**What you are asked to do**
Edit the material from the line containing "of the cloud?" through the end of the material by replacing "cloud" with "sky" and keeping everything else the same.

(Recorded data)
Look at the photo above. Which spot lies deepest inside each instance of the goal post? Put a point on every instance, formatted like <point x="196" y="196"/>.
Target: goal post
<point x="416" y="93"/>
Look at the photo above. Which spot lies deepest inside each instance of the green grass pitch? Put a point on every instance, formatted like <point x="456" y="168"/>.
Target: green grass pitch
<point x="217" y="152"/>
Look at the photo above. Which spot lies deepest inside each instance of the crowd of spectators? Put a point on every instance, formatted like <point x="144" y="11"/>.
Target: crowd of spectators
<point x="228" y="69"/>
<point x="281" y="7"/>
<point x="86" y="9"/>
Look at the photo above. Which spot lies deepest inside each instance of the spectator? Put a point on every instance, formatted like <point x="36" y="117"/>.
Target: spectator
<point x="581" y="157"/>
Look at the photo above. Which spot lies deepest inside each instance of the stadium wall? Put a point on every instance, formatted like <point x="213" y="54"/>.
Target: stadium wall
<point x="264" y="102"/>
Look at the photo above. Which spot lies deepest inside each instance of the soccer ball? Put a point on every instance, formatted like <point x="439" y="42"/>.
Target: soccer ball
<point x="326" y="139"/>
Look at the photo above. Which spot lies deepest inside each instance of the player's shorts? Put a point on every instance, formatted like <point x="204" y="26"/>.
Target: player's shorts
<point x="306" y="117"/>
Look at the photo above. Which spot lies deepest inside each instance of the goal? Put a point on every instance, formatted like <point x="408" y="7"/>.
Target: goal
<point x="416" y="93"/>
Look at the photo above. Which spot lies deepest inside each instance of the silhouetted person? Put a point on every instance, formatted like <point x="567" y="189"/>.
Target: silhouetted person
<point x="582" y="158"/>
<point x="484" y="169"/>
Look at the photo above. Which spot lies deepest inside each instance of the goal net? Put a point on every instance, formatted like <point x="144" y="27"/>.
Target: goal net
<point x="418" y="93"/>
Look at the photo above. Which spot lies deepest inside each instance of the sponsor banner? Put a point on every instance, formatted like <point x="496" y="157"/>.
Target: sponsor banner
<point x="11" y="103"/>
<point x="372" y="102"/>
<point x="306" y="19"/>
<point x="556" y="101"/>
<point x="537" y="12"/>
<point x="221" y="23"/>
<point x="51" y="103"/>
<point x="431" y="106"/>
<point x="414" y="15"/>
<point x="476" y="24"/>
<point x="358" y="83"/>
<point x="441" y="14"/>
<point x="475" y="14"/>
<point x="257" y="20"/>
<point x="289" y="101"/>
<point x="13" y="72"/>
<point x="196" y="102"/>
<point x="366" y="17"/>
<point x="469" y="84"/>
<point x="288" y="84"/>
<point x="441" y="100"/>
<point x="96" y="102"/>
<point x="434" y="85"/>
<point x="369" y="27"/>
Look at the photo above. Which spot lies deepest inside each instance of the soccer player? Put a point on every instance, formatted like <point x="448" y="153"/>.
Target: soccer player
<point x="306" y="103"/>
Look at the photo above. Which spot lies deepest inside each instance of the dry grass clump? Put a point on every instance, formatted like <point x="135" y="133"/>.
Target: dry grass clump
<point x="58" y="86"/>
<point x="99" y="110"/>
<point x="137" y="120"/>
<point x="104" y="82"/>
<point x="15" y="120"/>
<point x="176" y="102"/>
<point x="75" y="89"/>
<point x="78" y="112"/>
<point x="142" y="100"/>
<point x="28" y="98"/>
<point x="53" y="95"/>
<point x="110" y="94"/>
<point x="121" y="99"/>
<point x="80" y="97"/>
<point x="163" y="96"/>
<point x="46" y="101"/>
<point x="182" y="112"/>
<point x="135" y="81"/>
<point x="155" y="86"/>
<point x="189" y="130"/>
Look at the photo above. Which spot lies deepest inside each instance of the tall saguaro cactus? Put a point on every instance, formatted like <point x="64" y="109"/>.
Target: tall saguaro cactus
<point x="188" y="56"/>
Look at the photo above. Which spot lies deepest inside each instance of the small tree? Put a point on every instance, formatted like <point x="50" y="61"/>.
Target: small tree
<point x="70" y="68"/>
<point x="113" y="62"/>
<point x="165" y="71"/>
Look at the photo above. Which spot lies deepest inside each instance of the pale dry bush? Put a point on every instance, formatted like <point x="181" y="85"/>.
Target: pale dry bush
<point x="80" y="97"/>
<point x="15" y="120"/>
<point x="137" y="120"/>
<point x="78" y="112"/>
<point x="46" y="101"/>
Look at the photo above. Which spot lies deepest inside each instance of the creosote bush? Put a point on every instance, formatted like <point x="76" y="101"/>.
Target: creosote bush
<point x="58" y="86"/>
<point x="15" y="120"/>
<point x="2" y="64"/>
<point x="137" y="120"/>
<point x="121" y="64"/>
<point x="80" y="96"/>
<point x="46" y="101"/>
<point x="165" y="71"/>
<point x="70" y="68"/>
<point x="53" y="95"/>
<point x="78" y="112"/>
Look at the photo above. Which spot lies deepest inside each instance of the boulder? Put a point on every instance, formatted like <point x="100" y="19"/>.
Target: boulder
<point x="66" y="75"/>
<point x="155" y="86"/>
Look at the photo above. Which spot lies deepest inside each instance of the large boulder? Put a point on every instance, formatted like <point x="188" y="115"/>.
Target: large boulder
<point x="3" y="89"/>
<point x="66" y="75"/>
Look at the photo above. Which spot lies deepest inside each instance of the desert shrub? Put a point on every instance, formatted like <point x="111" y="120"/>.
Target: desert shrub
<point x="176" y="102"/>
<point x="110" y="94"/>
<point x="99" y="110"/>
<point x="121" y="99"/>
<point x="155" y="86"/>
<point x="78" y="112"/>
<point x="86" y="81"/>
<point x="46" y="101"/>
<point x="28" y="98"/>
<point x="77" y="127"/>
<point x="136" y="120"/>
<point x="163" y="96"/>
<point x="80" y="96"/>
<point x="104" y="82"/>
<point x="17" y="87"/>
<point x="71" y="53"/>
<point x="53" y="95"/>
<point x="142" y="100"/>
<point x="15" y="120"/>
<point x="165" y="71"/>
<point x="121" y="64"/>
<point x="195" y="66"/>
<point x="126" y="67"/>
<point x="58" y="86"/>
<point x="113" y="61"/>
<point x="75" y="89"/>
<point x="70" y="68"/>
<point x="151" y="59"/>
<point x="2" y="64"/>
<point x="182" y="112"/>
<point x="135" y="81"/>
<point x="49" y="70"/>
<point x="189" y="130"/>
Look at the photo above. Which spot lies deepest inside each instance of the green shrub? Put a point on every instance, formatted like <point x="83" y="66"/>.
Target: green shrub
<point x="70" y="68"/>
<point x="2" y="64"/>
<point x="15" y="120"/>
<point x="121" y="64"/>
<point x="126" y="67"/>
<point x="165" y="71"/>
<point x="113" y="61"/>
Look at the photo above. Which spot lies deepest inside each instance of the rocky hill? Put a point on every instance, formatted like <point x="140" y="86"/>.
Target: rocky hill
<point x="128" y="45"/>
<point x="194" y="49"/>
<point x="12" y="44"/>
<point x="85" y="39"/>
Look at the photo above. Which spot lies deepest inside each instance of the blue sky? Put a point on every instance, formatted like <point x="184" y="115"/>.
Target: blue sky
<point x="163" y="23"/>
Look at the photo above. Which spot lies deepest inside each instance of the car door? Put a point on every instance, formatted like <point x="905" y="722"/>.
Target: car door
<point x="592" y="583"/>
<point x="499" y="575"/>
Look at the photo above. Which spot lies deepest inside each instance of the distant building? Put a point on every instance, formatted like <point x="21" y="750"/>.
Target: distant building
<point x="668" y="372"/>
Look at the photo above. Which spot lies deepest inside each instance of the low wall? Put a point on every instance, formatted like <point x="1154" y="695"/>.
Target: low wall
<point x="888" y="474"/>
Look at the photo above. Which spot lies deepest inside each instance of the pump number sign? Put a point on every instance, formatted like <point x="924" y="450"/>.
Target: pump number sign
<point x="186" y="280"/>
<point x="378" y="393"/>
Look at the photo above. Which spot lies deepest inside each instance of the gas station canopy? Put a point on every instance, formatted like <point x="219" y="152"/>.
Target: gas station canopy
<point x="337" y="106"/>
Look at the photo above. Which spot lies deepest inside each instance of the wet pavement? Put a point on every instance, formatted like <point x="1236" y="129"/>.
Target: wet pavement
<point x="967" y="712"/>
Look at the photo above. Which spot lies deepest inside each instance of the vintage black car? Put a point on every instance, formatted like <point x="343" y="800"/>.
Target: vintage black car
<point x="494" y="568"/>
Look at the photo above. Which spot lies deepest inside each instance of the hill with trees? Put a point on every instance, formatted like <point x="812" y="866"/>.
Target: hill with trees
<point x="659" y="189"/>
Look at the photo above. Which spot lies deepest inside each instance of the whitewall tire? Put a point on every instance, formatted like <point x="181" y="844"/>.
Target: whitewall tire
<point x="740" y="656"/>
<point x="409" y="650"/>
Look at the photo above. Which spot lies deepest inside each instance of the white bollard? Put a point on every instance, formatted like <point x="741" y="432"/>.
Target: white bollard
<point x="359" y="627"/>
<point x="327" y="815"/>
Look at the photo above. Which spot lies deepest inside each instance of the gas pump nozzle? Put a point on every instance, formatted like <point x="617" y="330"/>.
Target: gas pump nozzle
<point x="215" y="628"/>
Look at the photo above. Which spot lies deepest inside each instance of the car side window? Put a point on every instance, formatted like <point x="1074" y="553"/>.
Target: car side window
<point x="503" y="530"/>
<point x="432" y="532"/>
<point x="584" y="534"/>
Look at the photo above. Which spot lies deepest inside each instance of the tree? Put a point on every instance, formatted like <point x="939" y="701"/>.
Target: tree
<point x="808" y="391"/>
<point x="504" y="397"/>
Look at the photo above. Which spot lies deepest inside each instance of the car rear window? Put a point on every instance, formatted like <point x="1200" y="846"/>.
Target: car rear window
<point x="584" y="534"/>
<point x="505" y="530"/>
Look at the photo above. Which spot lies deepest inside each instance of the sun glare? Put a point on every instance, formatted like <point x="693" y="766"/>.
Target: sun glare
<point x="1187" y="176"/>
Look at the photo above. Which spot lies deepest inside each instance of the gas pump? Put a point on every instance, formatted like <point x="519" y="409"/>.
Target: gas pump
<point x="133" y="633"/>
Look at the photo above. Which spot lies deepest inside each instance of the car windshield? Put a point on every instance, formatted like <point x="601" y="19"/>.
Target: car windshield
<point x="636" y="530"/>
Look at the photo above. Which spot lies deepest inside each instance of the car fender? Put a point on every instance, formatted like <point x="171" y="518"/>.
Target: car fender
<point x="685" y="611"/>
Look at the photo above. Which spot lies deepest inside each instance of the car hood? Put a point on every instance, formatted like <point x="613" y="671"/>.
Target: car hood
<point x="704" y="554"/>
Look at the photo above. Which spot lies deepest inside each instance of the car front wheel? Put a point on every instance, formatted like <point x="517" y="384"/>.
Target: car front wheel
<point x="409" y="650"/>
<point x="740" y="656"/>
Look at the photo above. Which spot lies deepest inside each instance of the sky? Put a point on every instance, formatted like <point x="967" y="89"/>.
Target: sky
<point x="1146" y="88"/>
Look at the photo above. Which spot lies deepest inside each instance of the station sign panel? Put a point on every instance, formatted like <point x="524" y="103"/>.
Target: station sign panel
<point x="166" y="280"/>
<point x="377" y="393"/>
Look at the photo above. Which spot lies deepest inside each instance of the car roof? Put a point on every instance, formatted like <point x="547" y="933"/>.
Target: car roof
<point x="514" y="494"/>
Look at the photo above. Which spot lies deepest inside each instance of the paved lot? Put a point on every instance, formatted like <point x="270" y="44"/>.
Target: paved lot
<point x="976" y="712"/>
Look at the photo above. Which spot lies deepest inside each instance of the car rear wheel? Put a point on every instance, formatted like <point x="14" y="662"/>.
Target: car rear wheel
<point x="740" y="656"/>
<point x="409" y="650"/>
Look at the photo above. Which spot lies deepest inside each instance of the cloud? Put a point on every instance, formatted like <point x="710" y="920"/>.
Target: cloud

**Response to the task**
Look at the photo above. Which spot lies deepest inside each instance of the sky? Put a point on every instance, formatted like <point x="710" y="920"/>.
Target: sky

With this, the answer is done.